**Exercise:**
Show each line from the listing below that contains the word "chain". Upper and lower case must match.

Collected data:

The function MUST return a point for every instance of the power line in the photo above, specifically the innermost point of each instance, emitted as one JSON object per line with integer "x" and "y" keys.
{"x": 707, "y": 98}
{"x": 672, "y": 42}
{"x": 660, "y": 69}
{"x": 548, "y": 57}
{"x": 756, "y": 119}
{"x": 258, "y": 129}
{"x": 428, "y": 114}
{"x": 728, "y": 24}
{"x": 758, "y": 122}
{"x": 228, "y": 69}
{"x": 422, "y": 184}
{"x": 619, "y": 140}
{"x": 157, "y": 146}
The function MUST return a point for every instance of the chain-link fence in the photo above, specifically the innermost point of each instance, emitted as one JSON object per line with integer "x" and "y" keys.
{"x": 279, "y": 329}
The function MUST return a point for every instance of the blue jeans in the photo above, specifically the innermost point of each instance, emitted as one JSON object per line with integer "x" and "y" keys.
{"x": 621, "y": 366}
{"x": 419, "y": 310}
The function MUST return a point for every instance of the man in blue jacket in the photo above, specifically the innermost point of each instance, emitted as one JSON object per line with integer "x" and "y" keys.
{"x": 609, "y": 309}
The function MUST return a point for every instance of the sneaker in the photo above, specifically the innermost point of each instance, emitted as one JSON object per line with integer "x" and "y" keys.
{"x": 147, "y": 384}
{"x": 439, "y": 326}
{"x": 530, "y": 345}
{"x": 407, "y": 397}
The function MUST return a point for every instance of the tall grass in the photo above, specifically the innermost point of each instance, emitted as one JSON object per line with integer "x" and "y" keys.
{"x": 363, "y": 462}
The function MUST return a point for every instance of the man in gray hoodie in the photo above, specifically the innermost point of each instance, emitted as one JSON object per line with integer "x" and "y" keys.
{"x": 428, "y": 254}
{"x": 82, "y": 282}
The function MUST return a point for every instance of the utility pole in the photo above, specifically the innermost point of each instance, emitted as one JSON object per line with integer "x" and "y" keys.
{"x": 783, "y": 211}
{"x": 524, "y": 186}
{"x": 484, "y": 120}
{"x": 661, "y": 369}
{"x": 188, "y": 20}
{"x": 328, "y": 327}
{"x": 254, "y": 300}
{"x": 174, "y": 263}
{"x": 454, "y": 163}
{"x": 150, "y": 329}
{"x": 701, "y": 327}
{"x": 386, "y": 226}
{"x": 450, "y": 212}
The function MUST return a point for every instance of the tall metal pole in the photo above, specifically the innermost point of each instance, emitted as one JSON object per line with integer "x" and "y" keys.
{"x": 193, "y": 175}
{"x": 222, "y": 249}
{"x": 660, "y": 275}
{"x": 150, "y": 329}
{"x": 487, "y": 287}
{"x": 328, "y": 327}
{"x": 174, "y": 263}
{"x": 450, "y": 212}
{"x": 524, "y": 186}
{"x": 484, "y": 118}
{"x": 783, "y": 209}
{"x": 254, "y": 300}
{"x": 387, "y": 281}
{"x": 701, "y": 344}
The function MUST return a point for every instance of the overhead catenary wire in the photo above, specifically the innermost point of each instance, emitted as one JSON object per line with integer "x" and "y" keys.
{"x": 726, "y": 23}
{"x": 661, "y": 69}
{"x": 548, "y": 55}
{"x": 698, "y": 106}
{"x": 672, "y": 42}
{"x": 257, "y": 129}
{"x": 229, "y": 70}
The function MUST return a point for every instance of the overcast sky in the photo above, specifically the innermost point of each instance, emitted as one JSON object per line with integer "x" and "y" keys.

==

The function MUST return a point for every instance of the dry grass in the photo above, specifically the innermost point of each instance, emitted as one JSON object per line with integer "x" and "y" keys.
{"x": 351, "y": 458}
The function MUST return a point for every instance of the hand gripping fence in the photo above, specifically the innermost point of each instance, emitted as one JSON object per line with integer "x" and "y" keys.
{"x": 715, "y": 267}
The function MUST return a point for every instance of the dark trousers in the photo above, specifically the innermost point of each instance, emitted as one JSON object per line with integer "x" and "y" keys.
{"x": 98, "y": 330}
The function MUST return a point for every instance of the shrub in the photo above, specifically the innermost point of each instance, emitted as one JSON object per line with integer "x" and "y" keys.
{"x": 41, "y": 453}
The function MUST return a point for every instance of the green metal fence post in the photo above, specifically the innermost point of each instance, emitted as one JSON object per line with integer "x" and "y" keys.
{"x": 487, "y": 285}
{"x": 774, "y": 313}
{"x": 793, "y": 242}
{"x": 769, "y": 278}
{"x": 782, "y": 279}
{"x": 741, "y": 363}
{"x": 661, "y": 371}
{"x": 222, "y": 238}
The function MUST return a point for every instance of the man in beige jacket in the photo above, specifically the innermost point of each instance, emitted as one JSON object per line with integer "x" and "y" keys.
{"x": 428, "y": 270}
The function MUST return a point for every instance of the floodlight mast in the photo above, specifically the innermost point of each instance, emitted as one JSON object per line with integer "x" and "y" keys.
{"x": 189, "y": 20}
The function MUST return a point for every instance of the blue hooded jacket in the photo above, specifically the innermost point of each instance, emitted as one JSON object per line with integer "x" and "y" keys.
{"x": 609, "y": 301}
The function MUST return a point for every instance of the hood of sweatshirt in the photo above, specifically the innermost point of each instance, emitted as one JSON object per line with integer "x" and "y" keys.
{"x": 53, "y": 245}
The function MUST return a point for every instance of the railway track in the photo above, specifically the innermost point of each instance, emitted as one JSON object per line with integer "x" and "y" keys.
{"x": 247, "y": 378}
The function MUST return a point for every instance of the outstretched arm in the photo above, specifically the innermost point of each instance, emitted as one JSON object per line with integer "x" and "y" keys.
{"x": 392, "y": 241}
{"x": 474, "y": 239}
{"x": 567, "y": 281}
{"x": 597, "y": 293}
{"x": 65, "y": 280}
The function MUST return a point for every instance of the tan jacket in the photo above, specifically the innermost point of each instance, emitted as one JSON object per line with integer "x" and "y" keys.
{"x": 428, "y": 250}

**The reply:**
The function MUST return a point for every instance of the chain-link fence in the photo above, specifically the innermost point of each instance, emitted as one JSON object per line with integer "x" and "y" keys.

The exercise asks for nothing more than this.